** Provided passage **
________

An Unprecedented Attack
The Trump administration has relentlessly targeted the transgender community since its inauguration in 2017—and SAGE is fighting back
It has been a deeply challenging two years for transgender people, whose rights and livelihoods have been continually threatened under the Trump administration. Early on, the administration sought to erase transgender elders from a key federal aging survey. More recently, they indicated their intent to roll back the Obama administration’s Affordable Care Act guidance protecting transgender people from discrimination. And now, per a bombshell report from the New York Times, the administration aims to advance a starkly narrow definition of gender as official public policy with the goal of effectively writing transgender people out of existence when it comes to the federal government.
SAGE has fought back against these ongoing attacks, successfully leading a nationwide campaign that forced the Trump administration to restore transgender elders to the National Survey on Older Americans Act. We are working closely with the Leadership Council of Aging Organizations (LCAO) against the Affordable Care Act rollback and gearing up to vigorously oppose the extreme redefining of gender for federal purposes.
These relentless assaults are particularly dangerous for transgender older people, who already face profound challenges and experience striking obstacles to accessing culturally competent health care, services, and housing. The economic and personal impact of this prejudice can accumulate over a lifetime to severely impact financial security.
Several years ago, SAGE joined forces with the National Center for Transgender Equality to release a first-of-its-kind report that outlines these challenges and recommends a comprehensive agenda to improve the quality of life for transgender older people. The report underlines not only the obstacles, but also the resiliencies of transgender elders, who have demonstrated a profound ability to forge ahead even in the face of such stark challenges.

________

[Natural language region descriptions]
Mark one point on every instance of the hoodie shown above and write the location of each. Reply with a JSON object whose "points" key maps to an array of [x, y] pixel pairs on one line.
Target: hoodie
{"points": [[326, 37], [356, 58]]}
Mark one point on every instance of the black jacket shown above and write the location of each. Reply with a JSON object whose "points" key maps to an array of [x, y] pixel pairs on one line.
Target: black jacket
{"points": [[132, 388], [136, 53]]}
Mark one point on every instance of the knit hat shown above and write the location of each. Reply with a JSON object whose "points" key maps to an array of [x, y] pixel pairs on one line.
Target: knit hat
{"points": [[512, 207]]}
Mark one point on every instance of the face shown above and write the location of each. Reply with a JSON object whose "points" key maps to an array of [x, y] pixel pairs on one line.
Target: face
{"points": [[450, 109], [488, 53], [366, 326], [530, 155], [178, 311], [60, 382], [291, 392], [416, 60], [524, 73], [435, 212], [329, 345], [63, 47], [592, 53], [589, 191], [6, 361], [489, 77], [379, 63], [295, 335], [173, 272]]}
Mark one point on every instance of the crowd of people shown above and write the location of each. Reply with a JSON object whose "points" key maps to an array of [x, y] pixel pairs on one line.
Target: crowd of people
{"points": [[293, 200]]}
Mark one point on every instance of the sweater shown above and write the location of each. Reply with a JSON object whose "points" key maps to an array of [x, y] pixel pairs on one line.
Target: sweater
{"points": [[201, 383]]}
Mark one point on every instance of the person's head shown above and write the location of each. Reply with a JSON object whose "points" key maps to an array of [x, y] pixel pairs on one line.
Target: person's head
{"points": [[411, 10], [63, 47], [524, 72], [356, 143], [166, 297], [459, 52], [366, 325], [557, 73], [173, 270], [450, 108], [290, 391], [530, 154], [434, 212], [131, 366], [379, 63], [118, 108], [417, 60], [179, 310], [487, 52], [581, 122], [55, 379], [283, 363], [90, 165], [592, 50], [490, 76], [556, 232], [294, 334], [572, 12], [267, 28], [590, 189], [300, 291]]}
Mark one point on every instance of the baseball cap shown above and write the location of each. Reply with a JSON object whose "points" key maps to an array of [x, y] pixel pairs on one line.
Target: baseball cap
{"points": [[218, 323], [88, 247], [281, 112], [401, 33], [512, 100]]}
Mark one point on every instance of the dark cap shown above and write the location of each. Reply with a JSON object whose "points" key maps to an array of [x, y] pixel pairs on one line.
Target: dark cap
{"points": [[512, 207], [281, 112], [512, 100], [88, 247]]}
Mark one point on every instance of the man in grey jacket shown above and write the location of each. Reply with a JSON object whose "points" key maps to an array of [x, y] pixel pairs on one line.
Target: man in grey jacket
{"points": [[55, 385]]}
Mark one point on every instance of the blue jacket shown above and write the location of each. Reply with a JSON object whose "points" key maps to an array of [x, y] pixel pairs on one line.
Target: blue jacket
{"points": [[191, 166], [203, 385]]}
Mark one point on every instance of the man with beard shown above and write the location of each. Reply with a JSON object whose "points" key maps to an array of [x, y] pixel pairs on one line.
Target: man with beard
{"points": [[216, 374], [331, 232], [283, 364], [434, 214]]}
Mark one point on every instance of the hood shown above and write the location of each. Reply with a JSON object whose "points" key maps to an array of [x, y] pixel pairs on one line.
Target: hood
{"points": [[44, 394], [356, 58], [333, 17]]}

________

** Problem description **
Write a continuation of the article about SAGE and the Trump administration's actions against transgender people, starting after its final sentence.

** Response **
Much of that resiliency comes from the wisdom developed and shared across generations of transgender people. To get a firsthand take on the current moment, SAGE spoke with 20-year-old Robin Bauldwin of California and 61-year-old Leland Koble of Florida to get a firsthand perspective.
SAGE: Robin and Leland, how long have you known about your gender identity, and when did you begin your transition? What were the major challenges you faced in doing so?
Robin: I first knew when I was around 8. I would be in my mom’s room trying on her dresses, her skirts, and her shoes. As I got older I found out what it meant to be transgender, and I felt that I just fit into that category. I didn’t come out as transgender until my junior year of high school, when I felt comfortable in my own skin. I grew up in a very Christian home. My brothers and my mother were very confused, because all of their lives I had been gay. It took them a year to start calling me Robin and using the right pronouns. Even at school, teachers would call me by the wrong name. I would tell them to say Robin, but they would still say Robert. My classmates would be snickering and laughing. That was, and still is, a very challenging aspect of it.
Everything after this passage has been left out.